* Quoted passage
---*---
Hi Peter,

> I think we should make sure that the Iceberg Hive version is independent
> from the version used by Spark

 I'm afraid that is not how it works currently. When Spark is deployed with
hive libraries (I suppose this is common), iceberg-spark runtime must be
compatible with them.
Otherwise, we need to ask users to exclude hive libraries from Spark and
ship iceberg-spark runtime with Iceberg's hive dependencies.\

Regards,
Manu

On Wed, Dec 18, 2024 at 9:08 PM Péter Váry <peter.vary.apa...@gmail.com>
wrote:

> @Manu: What will be the end result? Do we have to use the same Hive
> version in Iceberg as it is defined by Spark? I think we should make sure
> that the Iceberg Hive version is independent from the version used by Spark
>
> On Mon, Dec 16, 2024, 21:58 rdb...@gmail.com <rdb...@gmail.com> wrote:
>
>> > I'm not sure there's an upgrade path before Spark 4.0. Any ideas?
>>
>> We can at least separate the concerns. We can remove the runtime modules
>> that are the main issue. If we compile against an older version of the Hive
>> metastore module (leaving it unchanged) that at least has a dramatically
>> reduced surface area for Java version issues. As long as the API is
>> compatible (and we haven't heard complaints that it is not) then I think
>> users can override the version in their environments.
>>
>> Ryan
>>
>> On Sun, Dec 15, 2024 at 5:55 PM Manu Zhang <owenzhang1...@gmail.com>
>> wrote:
>>
>>> Hi Daniel,
>>> I'll start a vote once I get the PR ready.
>>>
>>> Hi Ryan,
>>> Sorry, I wasn't clear in the last email that the consensus is to upgrade
>>> Hive metastore support.
>>>
>>> Well, I was too optimistic about the upgrade. Spark has only added hive
>>> 4.0 metastore support recently for Spark 4.0[1] and there will be conflicts
>>> between Spark's hive 2.3.9 and our hive 4.0 dependencies.
>>> I'm not sure there's an upgrade path before Spark 4.0. Any ideas?
>>>
>>> 1. https://issues.apache.org/jira/browse/SPARK-45265
>>>
>>> Thanks,
>>> Manu
>>>
>>>
>>> On Sat, Dec 14, 2024 at 4:31 AM rdb...@gmail.com <rdb...@gmail.com>
>>> wrote:
>>>
>>>> Oh, I think I see. The upgrade to Hive 4 is just for the Hive metastore
>>>> support? When I read the thread, I thought that we weren't going to change
>>>> the metastore. That seems reasonable to me. Sorry for the confusion.
---*---
* Set tasks
1. In the mailing list thread, which Hive version does Spark use that would conflict with Iceberg's Hive 4.0 dependencies?
2. List every date that appears in the "On ... wrote" lines of the mailing list thread.
3. Reproduce everything in the mailing list thread from "I'm afraid that" down to "compatible with them.".
---*---
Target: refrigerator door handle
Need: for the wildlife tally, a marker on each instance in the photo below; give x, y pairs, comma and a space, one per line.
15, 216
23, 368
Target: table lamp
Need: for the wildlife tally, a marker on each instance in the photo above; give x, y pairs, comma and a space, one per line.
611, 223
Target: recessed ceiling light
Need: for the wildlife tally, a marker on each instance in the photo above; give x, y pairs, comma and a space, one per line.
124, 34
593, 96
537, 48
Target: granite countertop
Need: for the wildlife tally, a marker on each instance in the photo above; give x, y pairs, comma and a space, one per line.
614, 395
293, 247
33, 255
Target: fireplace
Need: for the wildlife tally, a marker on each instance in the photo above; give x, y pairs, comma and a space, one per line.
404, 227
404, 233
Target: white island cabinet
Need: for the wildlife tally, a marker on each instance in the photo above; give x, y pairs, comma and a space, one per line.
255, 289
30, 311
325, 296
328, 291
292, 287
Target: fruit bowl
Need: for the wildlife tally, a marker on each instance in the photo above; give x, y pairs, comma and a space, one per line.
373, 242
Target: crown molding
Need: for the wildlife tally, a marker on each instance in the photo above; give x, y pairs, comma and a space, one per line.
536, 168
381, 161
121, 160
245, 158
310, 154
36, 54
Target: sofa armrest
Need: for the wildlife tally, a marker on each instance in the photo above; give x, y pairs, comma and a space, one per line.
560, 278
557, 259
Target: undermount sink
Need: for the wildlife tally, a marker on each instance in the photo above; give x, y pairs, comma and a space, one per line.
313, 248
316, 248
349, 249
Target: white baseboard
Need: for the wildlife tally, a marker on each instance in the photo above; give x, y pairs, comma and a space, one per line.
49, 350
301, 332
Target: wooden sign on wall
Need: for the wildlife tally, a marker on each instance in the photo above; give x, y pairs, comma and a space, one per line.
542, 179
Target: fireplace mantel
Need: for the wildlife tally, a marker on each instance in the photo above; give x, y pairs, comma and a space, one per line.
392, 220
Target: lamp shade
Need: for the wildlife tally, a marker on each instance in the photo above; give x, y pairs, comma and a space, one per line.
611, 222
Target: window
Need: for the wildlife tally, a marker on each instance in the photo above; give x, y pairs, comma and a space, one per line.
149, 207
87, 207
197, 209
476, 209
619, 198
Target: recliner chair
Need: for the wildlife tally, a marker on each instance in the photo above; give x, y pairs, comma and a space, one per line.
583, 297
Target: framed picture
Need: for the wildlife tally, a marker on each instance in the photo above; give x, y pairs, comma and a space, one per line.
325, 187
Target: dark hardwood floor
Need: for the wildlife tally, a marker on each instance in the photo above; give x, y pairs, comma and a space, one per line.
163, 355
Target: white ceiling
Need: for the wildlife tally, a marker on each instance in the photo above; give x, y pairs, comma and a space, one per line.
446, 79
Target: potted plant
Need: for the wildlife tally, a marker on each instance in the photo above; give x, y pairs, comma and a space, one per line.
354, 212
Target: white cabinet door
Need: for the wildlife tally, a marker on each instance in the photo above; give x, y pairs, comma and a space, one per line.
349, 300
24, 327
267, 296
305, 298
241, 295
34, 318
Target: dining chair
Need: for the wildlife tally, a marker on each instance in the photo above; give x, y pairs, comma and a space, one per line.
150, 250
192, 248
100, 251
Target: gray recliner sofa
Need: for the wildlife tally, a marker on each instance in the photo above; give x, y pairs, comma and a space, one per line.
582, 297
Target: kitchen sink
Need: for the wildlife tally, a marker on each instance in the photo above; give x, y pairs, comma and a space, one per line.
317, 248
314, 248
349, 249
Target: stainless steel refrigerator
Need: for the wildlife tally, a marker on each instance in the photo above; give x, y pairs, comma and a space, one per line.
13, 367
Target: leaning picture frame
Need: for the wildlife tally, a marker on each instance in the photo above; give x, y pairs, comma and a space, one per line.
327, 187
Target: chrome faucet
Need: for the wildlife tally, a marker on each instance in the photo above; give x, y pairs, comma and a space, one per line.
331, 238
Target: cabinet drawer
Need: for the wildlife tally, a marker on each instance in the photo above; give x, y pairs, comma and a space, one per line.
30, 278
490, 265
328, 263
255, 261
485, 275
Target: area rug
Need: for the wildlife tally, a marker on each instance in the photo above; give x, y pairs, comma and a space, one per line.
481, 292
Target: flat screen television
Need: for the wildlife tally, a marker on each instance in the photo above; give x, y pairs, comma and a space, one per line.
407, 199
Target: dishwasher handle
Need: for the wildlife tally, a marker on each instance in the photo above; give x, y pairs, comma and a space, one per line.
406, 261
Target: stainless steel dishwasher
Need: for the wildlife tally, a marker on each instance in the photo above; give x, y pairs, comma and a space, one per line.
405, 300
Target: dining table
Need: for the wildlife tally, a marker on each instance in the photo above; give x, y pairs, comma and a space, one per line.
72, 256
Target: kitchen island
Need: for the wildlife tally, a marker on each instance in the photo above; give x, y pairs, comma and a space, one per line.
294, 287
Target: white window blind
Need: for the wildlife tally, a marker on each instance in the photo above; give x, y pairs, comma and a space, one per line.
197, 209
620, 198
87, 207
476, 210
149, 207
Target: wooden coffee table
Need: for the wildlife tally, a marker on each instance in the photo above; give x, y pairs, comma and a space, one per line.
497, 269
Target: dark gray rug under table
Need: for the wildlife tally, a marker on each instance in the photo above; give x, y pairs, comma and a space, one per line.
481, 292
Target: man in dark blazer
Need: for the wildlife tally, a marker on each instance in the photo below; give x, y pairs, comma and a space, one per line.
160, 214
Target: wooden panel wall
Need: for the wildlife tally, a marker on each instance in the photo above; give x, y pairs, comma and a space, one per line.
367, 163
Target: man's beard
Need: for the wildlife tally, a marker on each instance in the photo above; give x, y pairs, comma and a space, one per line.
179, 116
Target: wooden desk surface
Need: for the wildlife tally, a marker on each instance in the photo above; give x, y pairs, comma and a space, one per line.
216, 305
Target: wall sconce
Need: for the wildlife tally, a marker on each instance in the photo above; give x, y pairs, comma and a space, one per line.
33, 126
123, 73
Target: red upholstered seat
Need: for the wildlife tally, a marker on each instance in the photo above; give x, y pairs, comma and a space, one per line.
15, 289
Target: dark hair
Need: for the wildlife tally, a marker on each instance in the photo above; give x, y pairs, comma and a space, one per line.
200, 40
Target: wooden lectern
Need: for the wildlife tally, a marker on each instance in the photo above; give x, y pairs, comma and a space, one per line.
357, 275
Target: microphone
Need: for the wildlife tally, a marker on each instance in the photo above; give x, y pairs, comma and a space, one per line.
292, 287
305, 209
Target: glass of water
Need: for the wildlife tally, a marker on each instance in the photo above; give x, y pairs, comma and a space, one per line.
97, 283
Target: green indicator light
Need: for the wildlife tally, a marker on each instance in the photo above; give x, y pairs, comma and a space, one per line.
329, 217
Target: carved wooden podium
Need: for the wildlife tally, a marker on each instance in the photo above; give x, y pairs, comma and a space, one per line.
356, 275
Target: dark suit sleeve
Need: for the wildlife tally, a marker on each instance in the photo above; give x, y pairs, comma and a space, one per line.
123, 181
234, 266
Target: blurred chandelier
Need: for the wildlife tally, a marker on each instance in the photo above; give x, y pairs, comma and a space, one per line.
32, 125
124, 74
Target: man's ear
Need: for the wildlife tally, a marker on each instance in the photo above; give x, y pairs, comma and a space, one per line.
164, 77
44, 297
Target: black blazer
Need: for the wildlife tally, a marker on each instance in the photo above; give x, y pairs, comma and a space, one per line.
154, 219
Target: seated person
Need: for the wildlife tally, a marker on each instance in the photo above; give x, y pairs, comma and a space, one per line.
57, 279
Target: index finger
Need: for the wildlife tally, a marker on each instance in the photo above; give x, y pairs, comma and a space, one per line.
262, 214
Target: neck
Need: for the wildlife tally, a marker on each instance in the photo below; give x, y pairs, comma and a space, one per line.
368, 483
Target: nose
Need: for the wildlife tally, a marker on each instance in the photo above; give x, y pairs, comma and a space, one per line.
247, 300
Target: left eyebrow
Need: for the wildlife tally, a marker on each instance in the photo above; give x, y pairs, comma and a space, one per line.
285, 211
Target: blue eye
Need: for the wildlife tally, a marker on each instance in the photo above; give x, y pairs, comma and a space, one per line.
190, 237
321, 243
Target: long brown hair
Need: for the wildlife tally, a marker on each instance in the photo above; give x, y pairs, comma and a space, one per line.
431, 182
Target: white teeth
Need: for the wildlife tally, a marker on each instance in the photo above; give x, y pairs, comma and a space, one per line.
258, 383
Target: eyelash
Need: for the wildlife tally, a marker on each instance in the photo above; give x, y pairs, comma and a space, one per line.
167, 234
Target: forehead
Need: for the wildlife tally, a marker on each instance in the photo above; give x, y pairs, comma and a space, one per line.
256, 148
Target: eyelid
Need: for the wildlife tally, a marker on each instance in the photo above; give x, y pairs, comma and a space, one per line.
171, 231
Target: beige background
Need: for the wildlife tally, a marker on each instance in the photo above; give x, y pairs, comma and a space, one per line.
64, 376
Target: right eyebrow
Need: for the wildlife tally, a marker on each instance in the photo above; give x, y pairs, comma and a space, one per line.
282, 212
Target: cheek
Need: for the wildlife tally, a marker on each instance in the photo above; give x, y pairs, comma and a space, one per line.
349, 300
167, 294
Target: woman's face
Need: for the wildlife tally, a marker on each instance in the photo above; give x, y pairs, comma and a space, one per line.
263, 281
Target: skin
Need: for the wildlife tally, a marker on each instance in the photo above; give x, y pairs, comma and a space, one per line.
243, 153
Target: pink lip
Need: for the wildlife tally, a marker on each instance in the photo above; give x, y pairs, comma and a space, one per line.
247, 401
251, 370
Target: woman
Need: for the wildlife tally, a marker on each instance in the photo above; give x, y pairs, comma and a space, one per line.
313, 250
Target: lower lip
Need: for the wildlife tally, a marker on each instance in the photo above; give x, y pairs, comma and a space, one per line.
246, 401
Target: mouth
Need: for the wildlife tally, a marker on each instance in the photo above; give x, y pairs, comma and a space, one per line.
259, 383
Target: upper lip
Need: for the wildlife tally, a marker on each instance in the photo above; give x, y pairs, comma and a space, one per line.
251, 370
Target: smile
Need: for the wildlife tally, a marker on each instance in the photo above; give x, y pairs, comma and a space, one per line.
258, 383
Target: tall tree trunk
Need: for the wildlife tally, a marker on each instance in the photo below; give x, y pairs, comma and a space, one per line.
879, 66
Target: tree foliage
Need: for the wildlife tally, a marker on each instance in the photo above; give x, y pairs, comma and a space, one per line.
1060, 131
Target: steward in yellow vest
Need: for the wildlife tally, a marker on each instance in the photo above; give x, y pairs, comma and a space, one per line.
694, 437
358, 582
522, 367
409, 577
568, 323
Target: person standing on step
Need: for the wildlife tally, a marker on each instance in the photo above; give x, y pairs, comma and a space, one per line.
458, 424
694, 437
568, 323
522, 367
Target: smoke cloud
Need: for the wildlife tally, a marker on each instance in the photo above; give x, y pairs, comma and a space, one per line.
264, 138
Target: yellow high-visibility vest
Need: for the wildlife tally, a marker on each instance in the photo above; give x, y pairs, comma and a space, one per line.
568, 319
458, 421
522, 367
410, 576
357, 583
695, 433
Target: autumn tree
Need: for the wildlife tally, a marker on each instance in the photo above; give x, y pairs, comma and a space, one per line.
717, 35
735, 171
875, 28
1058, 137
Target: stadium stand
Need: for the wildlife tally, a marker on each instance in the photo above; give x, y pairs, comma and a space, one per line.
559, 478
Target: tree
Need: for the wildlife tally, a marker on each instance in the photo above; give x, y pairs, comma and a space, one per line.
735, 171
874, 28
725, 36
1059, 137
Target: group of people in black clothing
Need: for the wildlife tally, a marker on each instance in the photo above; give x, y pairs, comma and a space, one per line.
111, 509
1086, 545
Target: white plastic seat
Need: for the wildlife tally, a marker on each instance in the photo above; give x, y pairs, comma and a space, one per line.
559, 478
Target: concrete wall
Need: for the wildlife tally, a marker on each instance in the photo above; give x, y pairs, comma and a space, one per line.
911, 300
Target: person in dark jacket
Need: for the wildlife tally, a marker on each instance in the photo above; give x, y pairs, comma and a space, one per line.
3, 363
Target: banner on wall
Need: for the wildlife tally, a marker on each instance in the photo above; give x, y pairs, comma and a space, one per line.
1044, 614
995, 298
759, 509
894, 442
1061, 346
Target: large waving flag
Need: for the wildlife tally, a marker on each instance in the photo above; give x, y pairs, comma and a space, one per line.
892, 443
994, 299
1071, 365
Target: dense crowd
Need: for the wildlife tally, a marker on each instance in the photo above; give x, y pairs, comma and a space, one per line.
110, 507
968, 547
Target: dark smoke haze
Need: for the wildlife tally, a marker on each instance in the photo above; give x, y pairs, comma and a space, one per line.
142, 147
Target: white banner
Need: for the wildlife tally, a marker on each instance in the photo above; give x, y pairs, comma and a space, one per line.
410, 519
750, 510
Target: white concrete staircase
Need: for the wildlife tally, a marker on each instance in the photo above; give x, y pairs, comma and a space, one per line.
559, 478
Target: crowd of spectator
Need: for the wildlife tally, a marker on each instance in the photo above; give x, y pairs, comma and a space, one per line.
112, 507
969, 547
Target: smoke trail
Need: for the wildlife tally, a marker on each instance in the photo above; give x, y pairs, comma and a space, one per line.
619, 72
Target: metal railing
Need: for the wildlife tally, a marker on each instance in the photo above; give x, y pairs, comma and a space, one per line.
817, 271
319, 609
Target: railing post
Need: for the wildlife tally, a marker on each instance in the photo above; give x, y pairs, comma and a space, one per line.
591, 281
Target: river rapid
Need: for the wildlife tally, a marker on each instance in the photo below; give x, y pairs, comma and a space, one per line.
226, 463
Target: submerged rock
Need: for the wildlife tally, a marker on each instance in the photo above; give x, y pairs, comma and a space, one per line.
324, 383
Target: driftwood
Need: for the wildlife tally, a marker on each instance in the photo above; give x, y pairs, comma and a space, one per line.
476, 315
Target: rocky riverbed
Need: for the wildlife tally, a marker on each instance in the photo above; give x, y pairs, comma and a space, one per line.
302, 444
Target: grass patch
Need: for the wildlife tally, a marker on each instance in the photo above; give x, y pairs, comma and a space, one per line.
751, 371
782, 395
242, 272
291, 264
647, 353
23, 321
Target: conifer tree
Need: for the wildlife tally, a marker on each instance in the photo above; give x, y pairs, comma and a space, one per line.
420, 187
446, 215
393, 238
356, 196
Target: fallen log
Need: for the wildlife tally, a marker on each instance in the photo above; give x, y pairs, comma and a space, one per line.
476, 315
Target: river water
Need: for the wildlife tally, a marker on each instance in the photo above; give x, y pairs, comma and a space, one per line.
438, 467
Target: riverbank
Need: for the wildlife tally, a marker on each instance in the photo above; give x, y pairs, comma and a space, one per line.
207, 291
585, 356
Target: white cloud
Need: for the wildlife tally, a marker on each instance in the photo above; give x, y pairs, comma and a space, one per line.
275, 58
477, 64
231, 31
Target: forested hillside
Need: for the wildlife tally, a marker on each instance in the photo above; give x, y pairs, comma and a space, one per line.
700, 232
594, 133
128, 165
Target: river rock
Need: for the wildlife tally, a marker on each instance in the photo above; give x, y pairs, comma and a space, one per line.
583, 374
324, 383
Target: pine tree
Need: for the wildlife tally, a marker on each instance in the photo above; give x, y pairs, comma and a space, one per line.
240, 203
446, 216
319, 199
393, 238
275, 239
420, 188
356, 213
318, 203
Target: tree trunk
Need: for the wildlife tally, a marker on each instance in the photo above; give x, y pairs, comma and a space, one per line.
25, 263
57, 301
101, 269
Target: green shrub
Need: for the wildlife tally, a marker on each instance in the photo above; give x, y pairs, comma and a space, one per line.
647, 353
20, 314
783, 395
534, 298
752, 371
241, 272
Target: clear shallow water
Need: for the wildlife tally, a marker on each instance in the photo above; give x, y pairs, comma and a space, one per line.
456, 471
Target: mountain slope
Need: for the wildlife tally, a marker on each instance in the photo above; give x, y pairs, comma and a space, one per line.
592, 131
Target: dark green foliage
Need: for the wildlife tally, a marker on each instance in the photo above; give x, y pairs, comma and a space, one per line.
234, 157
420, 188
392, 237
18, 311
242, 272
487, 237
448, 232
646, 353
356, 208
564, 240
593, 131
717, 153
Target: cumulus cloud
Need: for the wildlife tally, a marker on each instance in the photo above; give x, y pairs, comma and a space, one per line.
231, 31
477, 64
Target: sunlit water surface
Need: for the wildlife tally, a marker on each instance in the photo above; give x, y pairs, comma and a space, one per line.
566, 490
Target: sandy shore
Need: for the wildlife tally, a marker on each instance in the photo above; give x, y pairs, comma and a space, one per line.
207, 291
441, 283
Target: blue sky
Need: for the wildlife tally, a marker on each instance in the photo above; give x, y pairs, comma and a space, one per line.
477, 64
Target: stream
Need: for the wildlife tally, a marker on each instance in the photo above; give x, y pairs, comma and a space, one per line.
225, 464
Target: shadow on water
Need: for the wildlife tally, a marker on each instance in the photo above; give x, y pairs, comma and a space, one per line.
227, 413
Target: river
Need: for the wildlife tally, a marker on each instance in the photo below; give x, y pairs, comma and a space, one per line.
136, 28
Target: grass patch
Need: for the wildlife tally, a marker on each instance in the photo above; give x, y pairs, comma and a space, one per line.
---*---
* Exercise results
1. Hive 2.3.9

2. Wed, Dec 18, 2024; Mon, Dec 16, 2024; Sun, Dec 15, 2024; Sat, Dec 14, 2024

3.
I'm afraid that is not how it works currently. When Spark is deployed with
hive libraries (I suppose this is common), iceberg-spark runtime must be
compatible with them.